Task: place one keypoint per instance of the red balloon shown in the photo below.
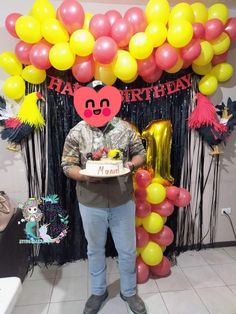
(143, 178)
(186, 64)
(230, 28)
(162, 269)
(113, 16)
(22, 51)
(147, 66)
(143, 209)
(71, 14)
(136, 17)
(142, 270)
(99, 25)
(140, 194)
(39, 55)
(191, 51)
(153, 77)
(164, 238)
(198, 30)
(10, 23)
(142, 237)
(121, 32)
(183, 199)
(219, 58)
(172, 192)
(164, 209)
(105, 50)
(166, 56)
(83, 69)
(213, 29)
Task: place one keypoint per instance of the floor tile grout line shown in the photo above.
(164, 303)
(202, 301)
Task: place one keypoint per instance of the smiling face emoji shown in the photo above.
(97, 108)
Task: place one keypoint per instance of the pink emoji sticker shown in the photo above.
(97, 108)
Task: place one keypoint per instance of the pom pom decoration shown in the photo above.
(204, 119)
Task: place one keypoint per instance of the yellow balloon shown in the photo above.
(28, 29)
(200, 12)
(14, 87)
(157, 10)
(223, 71)
(208, 84)
(202, 69)
(42, 10)
(163, 248)
(177, 67)
(158, 136)
(156, 193)
(104, 73)
(10, 63)
(140, 46)
(54, 32)
(87, 19)
(206, 54)
(156, 32)
(180, 33)
(61, 56)
(33, 75)
(152, 223)
(220, 44)
(152, 254)
(124, 66)
(218, 11)
(181, 11)
(138, 250)
(158, 179)
(164, 220)
(138, 221)
(82, 42)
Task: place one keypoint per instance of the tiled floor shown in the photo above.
(202, 282)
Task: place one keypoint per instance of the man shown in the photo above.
(106, 202)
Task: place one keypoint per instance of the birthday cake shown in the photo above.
(104, 163)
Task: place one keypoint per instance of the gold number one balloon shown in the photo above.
(158, 136)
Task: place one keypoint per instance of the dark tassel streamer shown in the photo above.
(190, 219)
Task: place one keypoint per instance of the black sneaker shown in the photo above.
(94, 303)
(135, 303)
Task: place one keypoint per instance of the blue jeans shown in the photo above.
(121, 221)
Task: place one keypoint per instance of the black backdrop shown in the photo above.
(61, 116)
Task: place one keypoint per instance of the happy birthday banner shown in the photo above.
(129, 95)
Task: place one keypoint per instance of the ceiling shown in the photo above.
(230, 3)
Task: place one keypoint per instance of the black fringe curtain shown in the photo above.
(196, 172)
(47, 177)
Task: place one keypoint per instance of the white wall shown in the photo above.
(12, 171)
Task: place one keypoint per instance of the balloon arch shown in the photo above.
(148, 43)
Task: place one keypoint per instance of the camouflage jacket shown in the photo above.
(84, 139)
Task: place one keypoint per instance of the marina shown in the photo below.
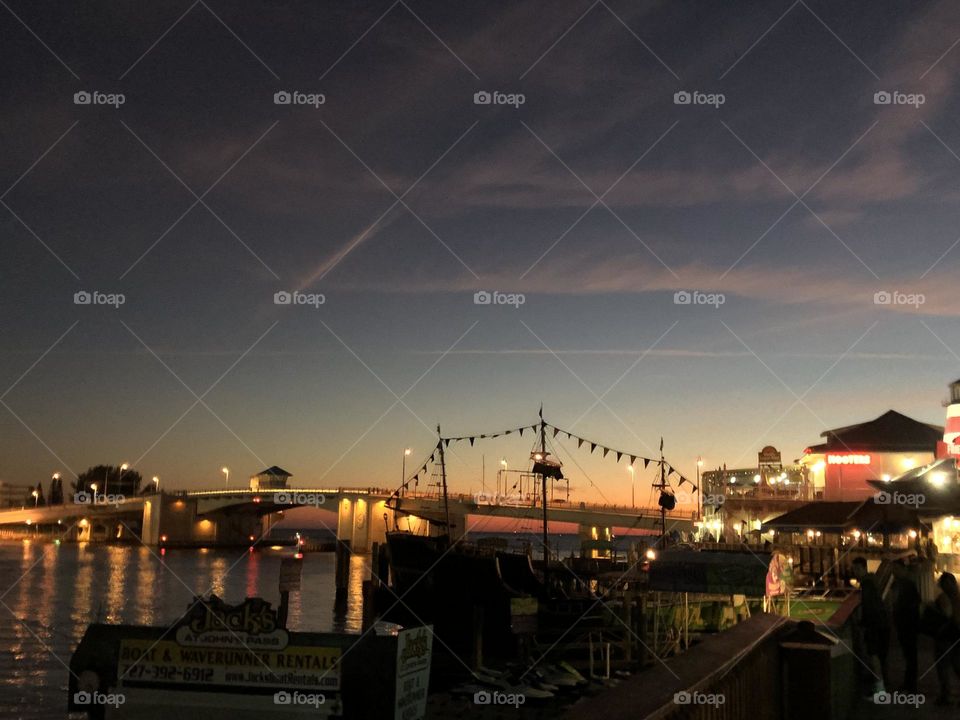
(418, 360)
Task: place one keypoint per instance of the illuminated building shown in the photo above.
(840, 468)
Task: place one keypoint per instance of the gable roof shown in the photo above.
(891, 431)
(826, 515)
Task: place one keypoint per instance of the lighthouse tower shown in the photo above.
(950, 447)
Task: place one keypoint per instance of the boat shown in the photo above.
(481, 599)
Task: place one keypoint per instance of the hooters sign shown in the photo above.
(848, 459)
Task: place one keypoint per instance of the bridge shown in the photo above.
(234, 517)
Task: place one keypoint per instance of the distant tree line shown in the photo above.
(109, 479)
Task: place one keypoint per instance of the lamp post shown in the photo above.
(403, 468)
(700, 489)
(106, 476)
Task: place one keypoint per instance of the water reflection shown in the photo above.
(50, 593)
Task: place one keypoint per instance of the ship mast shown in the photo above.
(543, 454)
(663, 510)
(443, 482)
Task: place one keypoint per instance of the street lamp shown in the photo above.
(403, 467)
(106, 476)
(699, 489)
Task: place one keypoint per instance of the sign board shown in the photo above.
(523, 615)
(146, 662)
(216, 646)
(290, 574)
(769, 456)
(848, 459)
(414, 649)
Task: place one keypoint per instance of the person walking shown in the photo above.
(874, 625)
(906, 620)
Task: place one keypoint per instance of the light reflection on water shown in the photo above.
(49, 594)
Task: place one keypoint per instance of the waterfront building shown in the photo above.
(841, 468)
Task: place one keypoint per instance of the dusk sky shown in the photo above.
(797, 200)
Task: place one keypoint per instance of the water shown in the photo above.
(50, 593)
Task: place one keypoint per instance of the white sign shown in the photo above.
(414, 648)
(148, 662)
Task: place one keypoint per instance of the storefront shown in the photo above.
(888, 446)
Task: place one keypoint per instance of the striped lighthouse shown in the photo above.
(950, 447)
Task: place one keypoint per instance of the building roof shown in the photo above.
(825, 515)
(891, 432)
(868, 515)
(938, 484)
(275, 471)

THE PROBLEM =
Update the data above by replacing each "keypoint" with "marker" and leaving every other line unchanged. Omit the pictures from your version.

SOLUTION BELOW =
Task: place one marker per instance of the red balloon shown in the photo below.
(143, 178)
(186, 64)
(230, 28)
(162, 269)
(113, 16)
(22, 51)
(147, 66)
(143, 209)
(71, 14)
(136, 17)
(142, 270)
(99, 25)
(140, 194)
(39, 55)
(191, 51)
(153, 77)
(164, 238)
(198, 30)
(10, 23)
(142, 237)
(121, 32)
(183, 199)
(219, 58)
(172, 192)
(164, 209)
(105, 50)
(166, 56)
(83, 69)
(213, 29)
Task: place one marker per instance of the floor tile grout line shown in the photo above.
(164, 303)
(202, 301)
Task: place one marker per instance of the smiling face emoji shown in the photo above.
(97, 108)
Task: place one marker per instance of the pink emoji sticker shown in the photo above.
(97, 108)
Task: place one marker per instance of the pom pom decoration shown in the photo above.
(204, 119)
Task: place one marker per instance of the yellow balloon shown in the photo above.
(28, 29)
(200, 12)
(14, 87)
(157, 10)
(223, 71)
(208, 84)
(202, 69)
(42, 10)
(163, 248)
(177, 67)
(158, 136)
(156, 193)
(104, 73)
(10, 63)
(140, 46)
(54, 32)
(87, 19)
(206, 54)
(156, 32)
(180, 33)
(61, 56)
(33, 75)
(152, 223)
(220, 44)
(152, 254)
(124, 66)
(218, 11)
(181, 11)
(138, 250)
(158, 179)
(164, 220)
(138, 221)
(82, 42)
Task: place one marker per instance of the tiled floor shown in the photo above.
(202, 282)
Task: place one marker per instance of the man shown in the photo above.
(106, 202)
Task: place one marker per instance of the birthday cake shown in the photo above.
(104, 163)
Task: place one marker per instance of the gold number one balloon shown in the photo above.
(158, 136)
Task: place one marker per instance of the dark tassel streamer shown in the photo above.
(190, 219)
Task: place one marker per instance of the black sneaker shown in the photo above.
(94, 303)
(135, 303)
Task: place one marker per instance of the blue jeans shown in the photo above.
(121, 221)
Task: place one marker per instance of the black backdrop shown in the photo above.
(61, 116)
Task: place one marker per instance of the happy birthday banner shown in the photo above.
(129, 95)
Task: place one marker per instance of the ceiling shown in the photo above.
(230, 3)
Task: place one marker per instance of the black fringe curtain shown in the photo above.
(196, 172)
(47, 177)
Task: place one marker per instance of the white wall shown in the photo above.
(12, 171)
Task: place one marker per instance of the balloon arch shown in the photo above.
(148, 43)
Task: place one marker per instance of the camouflage jacket shown in the photo above.
(84, 139)
Task: place one marker per instance of the marina shown in the photo below.
(418, 360)
Task: place one marker per instance of the illuminated building shown in the photo above.
(840, 468)
Task: place one marker per instance of the gable roof shown in the photo above.
(891, 431)
(826, 515)
Task: place one marker per instance of the lighthouse tower shown in the photo above.
(950, 447)
Task: place one marker per instance of the boat shown in the photo above.
(481, 599)
Task: place one marker per instance of the hooters sign shown in the photo above.
(848, 459)
Task: place one marker per instance of the bridge shown in the photo above.
(234, 517)
Task: place one marker per instance of the distant tree line shown in the photo above.
(109, 479)
Task: place one marker per instance of the lamp post shown in the photo above.
(403, 468)
(700, 489)
(106, 476)
Task: place one marker per instance of the water reflection shown in the photo above.
(50, 593)
Task: place one marker per instance of the ship mast shown in the photo above.
(543, 454)
(663, 510)
(443, 482)
Task: place one marker per instance of the street lamp shown in the photo above.
(403, 467)
(106, 476)
(699, 489)
Task: place one marker per instance of the sign board shown in the photo above.
(523, 615)
(146, 662)
(216, 646)
(290, 574)
(769, 456)
(848, 459)
(414, 649)
Task: place one marker per instance of the person walking shown in the photo above.
(874, 625)
(906, 620)
Task: place one marker per instance of the light reflection on water shown in the photo above.
(49, 594)
Task: place one marker per instance of the waterfront building shown in the photo above.
(841, 468)
Task: place one marker per instance of the dusk sky shown in the photo above.
(797, 200)
Task: place one marker per instance of the water shown in the photo above.
(50, 593)
Task: place one marker per instance of the white sign shown in the photo above.
(414, 648)
(148, 662)
Task: place one marker per instance of the storefront shown in the photo above.
(888, 446)
Task: place one marker per instance of the striped lighthouse shown in the photo above.
(950, 447)
Task: place one marker per instance of the building roof shown in the photo above.
(825, 515)
(891, 432)
(868, 515)
(938, 484)
(275, 471)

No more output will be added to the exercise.